> **Given request**: Reproduce the entries below word for word, from the line containing "find mountain ridge" through the last line of the entries, with both ends included. Omit the pictures.

> **Task data**:
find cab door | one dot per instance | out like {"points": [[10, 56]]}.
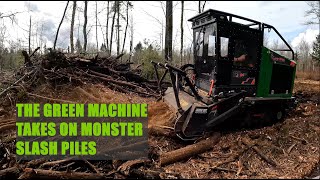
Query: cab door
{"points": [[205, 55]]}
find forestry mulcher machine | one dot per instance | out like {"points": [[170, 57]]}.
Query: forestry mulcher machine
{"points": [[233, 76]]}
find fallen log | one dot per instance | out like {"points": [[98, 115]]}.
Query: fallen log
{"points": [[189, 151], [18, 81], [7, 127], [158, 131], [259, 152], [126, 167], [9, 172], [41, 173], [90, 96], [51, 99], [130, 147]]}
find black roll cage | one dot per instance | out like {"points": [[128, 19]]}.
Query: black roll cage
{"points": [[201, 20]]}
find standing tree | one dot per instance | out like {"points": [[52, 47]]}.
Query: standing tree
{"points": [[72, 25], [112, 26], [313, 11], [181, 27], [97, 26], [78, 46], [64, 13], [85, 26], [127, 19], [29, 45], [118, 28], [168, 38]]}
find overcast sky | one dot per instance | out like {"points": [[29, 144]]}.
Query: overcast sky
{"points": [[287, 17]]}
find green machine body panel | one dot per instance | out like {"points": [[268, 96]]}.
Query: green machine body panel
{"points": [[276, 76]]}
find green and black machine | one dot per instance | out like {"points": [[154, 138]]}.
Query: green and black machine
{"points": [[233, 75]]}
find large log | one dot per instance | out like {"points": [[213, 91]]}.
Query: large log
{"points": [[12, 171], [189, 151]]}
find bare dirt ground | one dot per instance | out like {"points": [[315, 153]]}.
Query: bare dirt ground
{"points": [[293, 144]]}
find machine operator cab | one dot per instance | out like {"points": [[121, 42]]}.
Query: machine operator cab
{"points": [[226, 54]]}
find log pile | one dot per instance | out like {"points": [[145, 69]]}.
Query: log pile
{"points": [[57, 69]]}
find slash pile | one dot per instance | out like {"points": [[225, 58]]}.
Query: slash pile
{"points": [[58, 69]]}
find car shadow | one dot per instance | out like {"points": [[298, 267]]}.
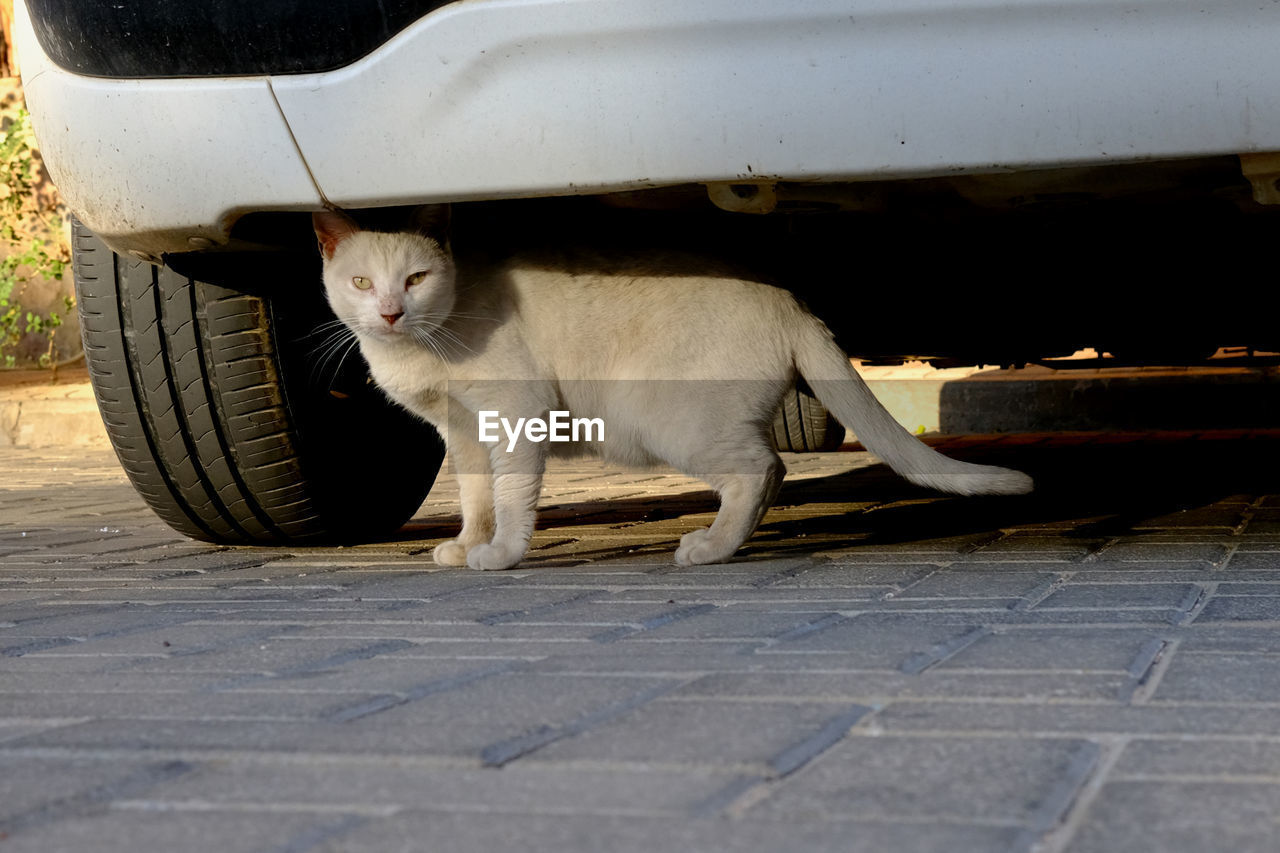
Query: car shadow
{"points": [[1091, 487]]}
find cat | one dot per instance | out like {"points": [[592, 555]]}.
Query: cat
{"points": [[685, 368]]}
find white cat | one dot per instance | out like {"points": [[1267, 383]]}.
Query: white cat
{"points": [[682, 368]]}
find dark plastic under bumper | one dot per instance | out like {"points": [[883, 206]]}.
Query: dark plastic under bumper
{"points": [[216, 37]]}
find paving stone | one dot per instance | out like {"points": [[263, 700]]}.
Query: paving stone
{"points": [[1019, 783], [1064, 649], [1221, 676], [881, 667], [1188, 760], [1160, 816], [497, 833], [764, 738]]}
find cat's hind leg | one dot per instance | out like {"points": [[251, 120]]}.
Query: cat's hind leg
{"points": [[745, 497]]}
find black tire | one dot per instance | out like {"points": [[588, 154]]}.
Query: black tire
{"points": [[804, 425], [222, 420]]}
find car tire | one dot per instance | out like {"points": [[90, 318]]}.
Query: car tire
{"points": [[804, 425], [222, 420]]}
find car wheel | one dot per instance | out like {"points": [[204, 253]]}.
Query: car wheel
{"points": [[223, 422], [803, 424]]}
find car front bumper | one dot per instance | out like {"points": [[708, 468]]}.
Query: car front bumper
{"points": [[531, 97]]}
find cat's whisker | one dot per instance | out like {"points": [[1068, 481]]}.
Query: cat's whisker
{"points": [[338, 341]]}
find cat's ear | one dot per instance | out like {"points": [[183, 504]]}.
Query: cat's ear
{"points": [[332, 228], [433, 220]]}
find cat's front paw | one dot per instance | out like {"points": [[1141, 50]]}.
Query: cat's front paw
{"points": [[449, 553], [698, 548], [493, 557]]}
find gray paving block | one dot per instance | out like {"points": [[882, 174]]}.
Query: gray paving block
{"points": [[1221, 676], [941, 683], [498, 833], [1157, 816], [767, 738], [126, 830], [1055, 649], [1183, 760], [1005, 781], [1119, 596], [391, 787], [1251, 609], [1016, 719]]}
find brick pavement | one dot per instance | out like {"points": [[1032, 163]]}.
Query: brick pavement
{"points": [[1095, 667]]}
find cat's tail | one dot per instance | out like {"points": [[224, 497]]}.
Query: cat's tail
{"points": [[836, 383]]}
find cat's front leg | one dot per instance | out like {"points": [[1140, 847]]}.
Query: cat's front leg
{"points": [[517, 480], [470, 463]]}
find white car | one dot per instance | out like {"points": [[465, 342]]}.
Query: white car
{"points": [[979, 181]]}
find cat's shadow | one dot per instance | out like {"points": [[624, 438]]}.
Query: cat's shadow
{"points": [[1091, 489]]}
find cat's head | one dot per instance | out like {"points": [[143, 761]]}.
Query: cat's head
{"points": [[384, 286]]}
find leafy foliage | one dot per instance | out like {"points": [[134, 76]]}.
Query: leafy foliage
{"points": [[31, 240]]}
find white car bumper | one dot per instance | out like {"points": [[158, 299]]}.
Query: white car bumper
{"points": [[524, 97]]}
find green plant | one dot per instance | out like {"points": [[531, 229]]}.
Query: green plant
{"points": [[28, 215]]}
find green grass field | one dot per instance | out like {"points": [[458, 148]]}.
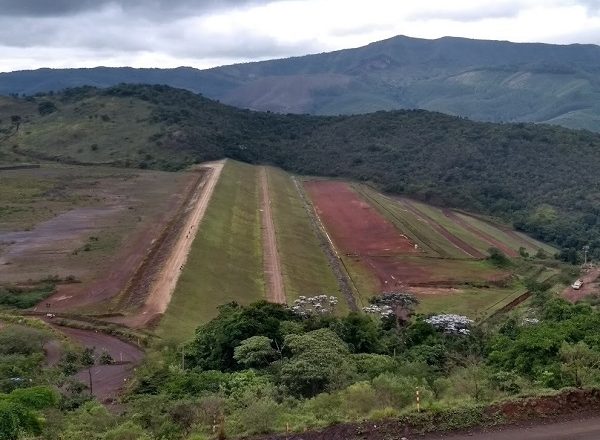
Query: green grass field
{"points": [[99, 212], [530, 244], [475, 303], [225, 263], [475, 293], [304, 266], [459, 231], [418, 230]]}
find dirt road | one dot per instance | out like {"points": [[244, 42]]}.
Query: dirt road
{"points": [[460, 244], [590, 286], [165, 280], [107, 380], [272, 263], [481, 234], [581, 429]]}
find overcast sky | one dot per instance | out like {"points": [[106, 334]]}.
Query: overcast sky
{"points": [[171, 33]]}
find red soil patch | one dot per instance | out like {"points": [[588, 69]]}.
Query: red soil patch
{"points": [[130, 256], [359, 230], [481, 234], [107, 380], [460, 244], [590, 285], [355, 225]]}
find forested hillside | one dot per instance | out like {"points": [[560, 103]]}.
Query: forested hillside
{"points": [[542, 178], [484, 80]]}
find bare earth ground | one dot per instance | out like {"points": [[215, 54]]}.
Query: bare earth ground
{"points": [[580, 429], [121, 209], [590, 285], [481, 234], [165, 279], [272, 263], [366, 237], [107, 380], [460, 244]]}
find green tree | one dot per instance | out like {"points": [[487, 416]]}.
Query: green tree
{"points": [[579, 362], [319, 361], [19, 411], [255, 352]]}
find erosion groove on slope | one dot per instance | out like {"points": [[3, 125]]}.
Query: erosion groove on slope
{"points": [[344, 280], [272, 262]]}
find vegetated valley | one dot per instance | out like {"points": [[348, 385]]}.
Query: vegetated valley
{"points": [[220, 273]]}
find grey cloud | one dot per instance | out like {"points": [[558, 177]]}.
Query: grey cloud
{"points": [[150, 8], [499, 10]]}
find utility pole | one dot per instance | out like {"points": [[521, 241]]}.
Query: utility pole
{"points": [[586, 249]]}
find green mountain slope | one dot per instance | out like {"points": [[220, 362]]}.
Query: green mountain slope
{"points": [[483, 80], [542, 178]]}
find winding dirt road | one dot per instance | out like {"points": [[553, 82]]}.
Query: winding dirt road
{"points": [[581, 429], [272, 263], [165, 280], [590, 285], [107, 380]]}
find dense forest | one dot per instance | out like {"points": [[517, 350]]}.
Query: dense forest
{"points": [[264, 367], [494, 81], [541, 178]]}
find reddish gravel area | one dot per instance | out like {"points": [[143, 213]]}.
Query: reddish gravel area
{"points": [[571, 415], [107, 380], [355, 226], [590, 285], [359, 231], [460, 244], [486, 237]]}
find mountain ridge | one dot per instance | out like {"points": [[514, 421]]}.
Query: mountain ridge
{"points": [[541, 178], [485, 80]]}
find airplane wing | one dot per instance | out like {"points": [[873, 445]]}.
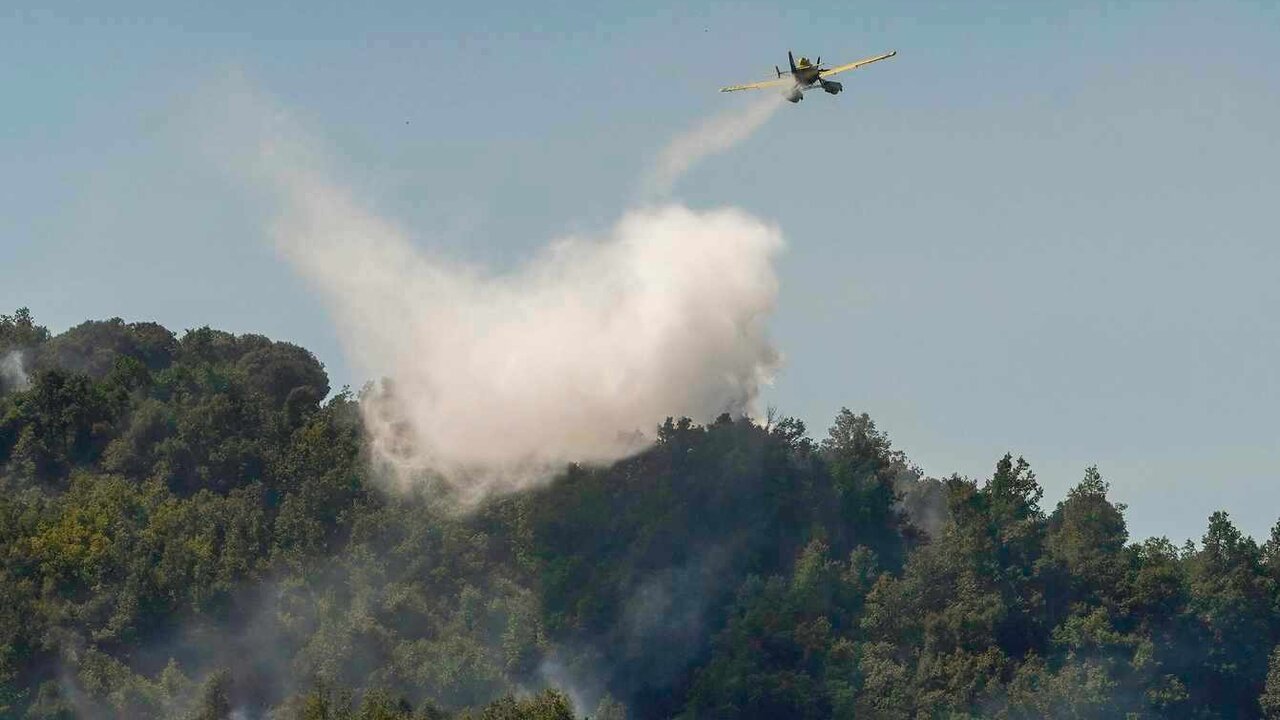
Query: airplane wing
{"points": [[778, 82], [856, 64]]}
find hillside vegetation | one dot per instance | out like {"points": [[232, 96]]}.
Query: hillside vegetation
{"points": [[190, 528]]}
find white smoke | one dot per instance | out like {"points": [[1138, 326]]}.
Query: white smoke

> **Output for this exercise**:
find mountain ridge | one dot per instance | out like {"points": [[514, 421]]}.
Query: mountain ridge
{"points": [[541, 178], [485, 80]]}
find airplane wing | one dot per instance | out like {"points": [[873, 445]]}.
Query: airplane wing
{"points": [[778, 82], [856, 64]]}
find hillside vegetation | one dot per instance | out like {"points": [[232, 96]]}.
Query: hillside vegetation
{"points": [[190, 528]]}
find white smoke | one dot per instance | out like {"points": [[1138, 326]]}.
Query: white smoke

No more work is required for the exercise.